# Gov't Funded Salvation



## Marrow Man (Jun 16, 2009)

OK, this is a joke -- I suppose it is political, but no brain eating zombies....



> WASHINGTON, D.C. -As part of a far-reaching restructuring of the United States of America, President Obama announced on Sunday that he is proposing government-funded salvation.
> 
> According to the president, "It just isn't right that some people are going to be saved while others aren't. We as a free society have the moral responsibility to see that all people have access to life after death. We, of course, will not force salvation upon anyone. We simply want to make it available to all people."
> 
> ...


----------



## SolaScriptura (Jun 16, 2009)

It's about time!!!


----------



## awretchsavedbygrace (Jun 16, 2009)

President Obama is making sentimental arminian arguments. 

"It just isn't right that some people are going to be saved while others aren't.


----------



## AThornquist (Jun 16, 2009)

_Free_ salvation? That's quite the deal! Hopefully this salvation is without works otherwise the freeloaders in my town will be out of luck...or presidential providence...or whatever.


----------



## Marrow Man (Jun 16, 2009)

SolaScriptura said:


> It's about time!!!


----------



## Philip (Jun 16, 2009)

Funny, I think Obama is behind the times. My impression was that Salvation has always been free.


----------



## Marrow Man (Jun 16, 2009)

P. F. Pugh said:


> Funny, I think Obama is behind the times. My impression was that Salvation has always been free.



And gov't sponsored -- since the Romans crucified Him!


----------



## AThornquist (Jun 16, 2009)

Marrow Man said:


> P. F. Pugh said:
> 
> 
> > Funny, I think Obama is behind the times. My impression was that Salvation has always been free.

• **Recorded data**:
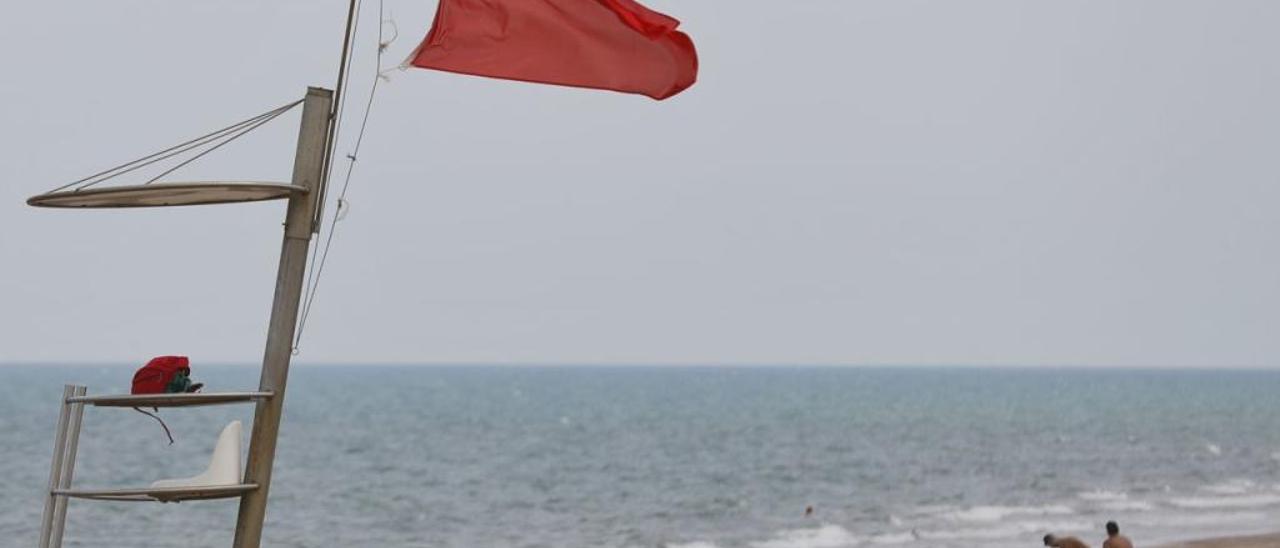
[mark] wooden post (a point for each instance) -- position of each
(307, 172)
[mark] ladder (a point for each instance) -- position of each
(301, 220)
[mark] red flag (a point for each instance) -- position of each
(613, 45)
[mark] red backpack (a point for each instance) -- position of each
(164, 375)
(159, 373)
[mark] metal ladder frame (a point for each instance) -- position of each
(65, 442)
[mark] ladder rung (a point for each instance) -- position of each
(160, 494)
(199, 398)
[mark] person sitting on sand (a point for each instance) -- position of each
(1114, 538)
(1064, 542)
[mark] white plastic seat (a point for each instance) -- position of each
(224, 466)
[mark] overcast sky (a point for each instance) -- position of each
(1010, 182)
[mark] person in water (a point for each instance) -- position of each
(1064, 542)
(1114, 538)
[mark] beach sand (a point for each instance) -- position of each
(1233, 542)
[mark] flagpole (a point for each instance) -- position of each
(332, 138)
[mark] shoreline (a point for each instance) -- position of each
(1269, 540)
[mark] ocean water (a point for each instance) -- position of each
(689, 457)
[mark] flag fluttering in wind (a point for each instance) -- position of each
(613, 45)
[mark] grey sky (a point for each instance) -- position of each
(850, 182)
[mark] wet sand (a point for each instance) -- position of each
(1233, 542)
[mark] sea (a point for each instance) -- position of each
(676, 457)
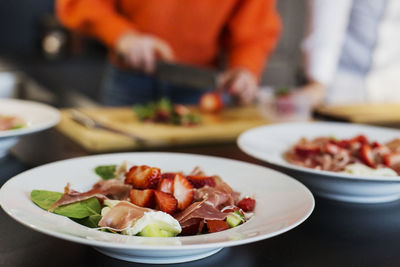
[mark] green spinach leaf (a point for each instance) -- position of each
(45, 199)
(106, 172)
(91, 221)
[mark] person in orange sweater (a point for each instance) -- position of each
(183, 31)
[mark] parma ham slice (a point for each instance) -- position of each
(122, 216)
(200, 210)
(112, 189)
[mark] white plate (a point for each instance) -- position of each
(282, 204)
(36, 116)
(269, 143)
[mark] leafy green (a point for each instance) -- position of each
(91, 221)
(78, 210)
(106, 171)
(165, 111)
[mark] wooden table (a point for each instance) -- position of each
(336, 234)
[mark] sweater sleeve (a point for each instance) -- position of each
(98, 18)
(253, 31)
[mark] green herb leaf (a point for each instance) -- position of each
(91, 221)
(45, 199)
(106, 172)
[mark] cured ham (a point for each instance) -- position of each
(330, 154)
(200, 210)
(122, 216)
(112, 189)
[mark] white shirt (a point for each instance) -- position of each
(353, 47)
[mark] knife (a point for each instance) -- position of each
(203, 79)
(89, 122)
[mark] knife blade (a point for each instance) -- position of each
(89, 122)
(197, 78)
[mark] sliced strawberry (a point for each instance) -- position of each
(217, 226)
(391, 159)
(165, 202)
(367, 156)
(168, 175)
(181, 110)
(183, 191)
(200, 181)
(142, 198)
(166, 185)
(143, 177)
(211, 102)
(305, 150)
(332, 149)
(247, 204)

* * *

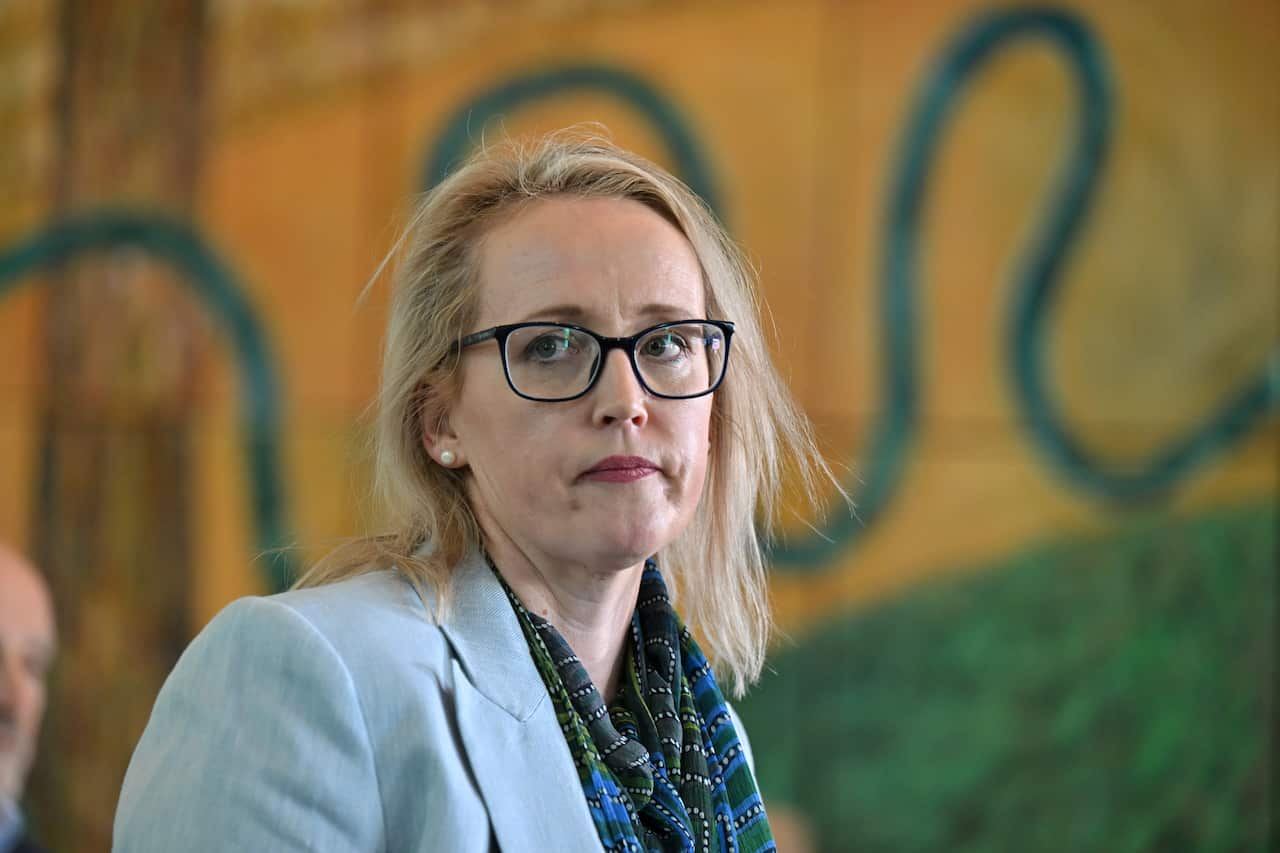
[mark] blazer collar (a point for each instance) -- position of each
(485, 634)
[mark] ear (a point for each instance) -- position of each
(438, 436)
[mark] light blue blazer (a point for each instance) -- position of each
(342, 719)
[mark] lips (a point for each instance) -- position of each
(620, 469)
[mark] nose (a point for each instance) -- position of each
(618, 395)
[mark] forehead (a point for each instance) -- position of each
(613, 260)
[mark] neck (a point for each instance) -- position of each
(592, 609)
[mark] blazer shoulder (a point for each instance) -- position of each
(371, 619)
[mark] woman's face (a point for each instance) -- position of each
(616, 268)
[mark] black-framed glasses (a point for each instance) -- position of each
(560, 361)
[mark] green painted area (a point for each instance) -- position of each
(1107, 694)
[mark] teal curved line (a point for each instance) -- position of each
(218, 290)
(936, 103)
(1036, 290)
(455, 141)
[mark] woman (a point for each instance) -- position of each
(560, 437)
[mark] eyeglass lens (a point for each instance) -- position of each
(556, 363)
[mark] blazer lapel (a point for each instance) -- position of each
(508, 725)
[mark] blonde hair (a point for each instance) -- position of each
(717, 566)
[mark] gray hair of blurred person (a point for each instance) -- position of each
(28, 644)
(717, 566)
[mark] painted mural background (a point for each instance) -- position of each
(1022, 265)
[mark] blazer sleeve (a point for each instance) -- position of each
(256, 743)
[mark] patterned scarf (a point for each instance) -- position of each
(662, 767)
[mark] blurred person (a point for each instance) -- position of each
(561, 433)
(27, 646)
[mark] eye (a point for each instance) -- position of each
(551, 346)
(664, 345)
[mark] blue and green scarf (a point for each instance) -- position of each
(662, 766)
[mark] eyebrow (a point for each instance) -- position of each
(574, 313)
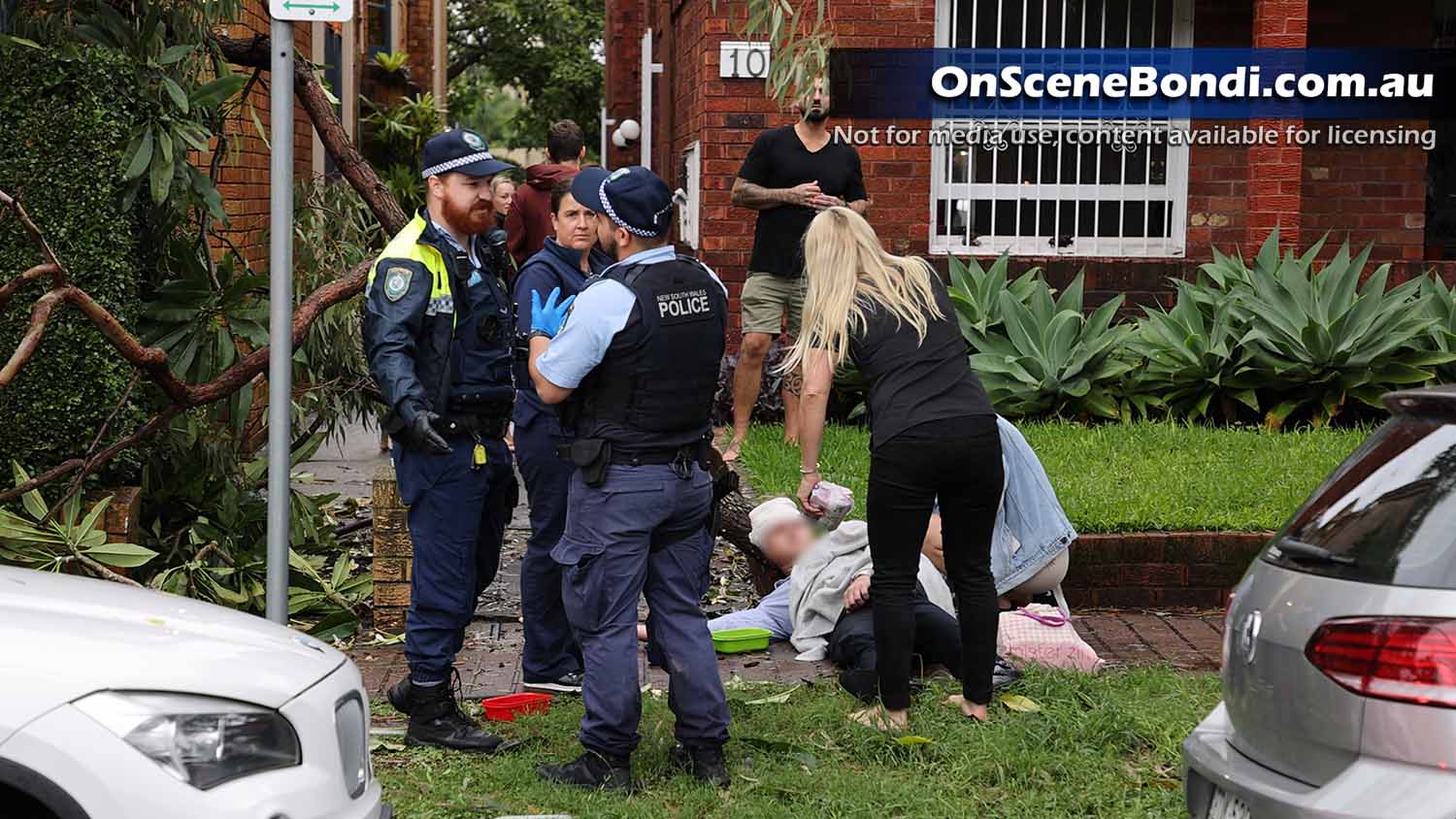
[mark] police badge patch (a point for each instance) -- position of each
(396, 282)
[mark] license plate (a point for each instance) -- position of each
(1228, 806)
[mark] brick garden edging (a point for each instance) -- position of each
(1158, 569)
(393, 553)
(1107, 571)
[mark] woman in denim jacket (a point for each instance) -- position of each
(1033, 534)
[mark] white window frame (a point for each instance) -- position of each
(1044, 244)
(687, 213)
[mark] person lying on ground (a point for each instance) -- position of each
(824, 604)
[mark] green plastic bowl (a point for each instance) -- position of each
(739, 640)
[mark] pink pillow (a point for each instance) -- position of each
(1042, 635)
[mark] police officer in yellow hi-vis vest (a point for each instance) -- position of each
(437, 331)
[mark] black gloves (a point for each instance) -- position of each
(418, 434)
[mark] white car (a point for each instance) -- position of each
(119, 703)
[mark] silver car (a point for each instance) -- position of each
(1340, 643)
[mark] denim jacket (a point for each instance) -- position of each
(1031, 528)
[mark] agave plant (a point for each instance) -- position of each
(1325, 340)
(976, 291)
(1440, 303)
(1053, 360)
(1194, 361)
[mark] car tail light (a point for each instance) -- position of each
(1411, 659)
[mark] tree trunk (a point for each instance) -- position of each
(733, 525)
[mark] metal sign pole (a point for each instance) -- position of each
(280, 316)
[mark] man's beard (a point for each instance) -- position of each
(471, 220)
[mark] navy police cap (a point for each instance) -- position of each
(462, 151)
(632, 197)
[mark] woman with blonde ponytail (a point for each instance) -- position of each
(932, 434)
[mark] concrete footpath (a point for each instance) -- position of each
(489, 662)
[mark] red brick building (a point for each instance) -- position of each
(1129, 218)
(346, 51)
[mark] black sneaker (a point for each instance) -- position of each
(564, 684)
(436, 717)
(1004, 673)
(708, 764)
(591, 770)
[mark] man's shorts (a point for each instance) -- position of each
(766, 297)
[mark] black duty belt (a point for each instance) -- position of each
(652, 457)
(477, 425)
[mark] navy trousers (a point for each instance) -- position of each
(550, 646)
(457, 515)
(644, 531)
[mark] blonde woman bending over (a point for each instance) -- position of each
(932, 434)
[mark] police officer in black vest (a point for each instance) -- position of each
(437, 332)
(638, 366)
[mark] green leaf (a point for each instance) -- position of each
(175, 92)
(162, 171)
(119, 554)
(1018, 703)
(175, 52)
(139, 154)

* * *

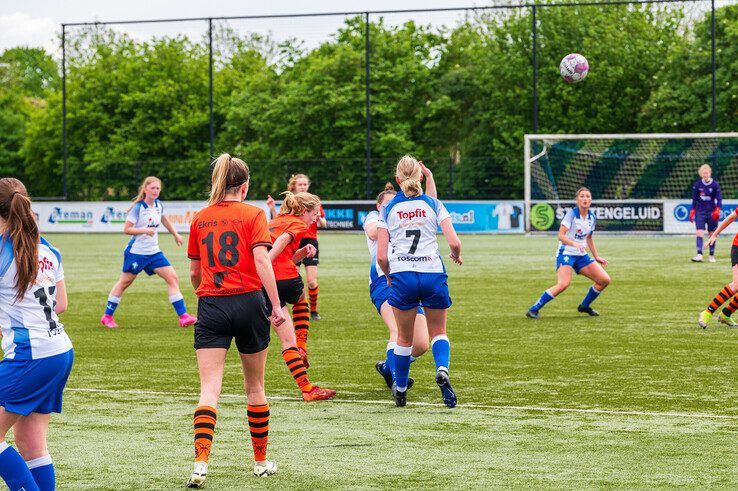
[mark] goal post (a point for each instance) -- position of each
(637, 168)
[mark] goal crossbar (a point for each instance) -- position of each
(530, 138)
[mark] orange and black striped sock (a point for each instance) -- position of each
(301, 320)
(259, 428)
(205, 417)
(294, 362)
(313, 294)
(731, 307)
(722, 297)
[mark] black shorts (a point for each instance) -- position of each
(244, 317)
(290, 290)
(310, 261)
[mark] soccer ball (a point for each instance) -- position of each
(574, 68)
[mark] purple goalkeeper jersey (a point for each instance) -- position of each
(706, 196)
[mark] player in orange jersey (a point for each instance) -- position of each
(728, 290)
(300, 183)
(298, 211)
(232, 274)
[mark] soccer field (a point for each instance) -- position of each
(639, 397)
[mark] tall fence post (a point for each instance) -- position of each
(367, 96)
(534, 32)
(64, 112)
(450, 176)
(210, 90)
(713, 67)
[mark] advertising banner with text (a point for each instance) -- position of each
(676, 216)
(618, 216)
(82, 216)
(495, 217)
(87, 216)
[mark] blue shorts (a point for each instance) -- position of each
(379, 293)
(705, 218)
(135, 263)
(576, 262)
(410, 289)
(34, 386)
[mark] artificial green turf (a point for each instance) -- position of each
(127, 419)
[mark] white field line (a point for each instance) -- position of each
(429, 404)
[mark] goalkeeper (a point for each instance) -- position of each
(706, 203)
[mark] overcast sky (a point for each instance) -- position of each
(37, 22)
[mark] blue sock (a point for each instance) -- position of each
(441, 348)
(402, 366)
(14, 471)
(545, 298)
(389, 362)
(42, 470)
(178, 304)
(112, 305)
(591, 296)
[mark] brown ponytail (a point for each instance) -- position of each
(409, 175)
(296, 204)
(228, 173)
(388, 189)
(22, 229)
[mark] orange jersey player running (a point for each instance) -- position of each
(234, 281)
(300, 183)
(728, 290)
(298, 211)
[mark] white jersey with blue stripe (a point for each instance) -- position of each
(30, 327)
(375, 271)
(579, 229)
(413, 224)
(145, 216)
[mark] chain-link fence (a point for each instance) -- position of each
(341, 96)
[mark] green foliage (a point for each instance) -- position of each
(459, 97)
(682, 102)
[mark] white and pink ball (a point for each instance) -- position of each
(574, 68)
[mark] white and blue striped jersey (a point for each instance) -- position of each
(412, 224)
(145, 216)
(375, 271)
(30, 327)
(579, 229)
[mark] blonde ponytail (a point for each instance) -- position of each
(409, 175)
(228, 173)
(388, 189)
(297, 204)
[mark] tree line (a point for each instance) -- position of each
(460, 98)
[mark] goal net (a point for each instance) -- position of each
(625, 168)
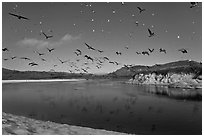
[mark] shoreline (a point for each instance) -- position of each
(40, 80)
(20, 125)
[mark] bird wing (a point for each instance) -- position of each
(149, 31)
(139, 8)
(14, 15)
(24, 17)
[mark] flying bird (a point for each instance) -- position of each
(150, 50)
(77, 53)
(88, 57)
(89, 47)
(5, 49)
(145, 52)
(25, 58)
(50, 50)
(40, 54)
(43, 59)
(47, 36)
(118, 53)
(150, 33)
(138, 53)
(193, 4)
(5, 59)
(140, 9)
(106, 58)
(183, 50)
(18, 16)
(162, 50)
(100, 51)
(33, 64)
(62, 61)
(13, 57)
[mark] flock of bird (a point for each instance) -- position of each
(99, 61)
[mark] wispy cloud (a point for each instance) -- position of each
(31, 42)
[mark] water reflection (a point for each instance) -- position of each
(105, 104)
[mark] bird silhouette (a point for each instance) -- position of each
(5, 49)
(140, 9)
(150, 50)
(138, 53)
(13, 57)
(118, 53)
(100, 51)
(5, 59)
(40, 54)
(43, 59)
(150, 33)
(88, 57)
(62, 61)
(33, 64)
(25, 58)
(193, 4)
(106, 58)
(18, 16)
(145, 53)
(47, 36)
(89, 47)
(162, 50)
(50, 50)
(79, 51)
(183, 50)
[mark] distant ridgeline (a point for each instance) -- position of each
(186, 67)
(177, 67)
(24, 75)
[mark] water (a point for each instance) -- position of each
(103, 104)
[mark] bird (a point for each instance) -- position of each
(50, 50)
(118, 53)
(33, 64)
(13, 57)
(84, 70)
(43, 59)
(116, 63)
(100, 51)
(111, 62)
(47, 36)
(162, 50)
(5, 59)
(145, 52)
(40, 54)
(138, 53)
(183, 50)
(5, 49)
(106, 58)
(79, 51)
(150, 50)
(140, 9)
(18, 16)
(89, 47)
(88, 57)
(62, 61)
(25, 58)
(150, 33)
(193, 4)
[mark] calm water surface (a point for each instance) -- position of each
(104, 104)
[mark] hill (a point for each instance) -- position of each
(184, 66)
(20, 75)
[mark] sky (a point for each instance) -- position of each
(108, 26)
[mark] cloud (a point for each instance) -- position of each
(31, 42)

• **Task brief**: Extend the forum thread about government-funded salvation, picking up right after its last line.

• **Answer to this problem**:
> ...




 I love the irony.


----------



## BJClark (Jun 17, 2009)

Free?? Isn't it like most everything else that people claim is free--someone else had to pay for it (and in this case with blood)..so that others can benefit?


----------



## turmeric (Jun 17, 2009)

What's this going to do to the national debt?


----------



## Pergamum (Jun 17, 2009)

Can I claim this on my taxes?


Does it come with a chicken in every pot?

It isn't dispensed from a govt' office, right? If so, we'll all be dead before we get through the line (imagine salvation dispensed by the DMV).

Is it in a "lockbox"?


----------



## turmeric (Jun 17, 2009)

Obama can't fix _these_ troubled assets!


----------



## MarieP (Jun 17, 2009)

AThornquist said:


> Marrow Man said:
> 
> 
> > P. F. Pugh said:
> ...






And you think it's hard for a rich man to enter the Kingdom of heaven as it is...just you wait!


----------



## Marrow Man (Jun 17, 2009)

turmeric said:


> What's this going to do to the national debt?



Make good sermon illustrations -- since the sinner owes a debt he cannot pay!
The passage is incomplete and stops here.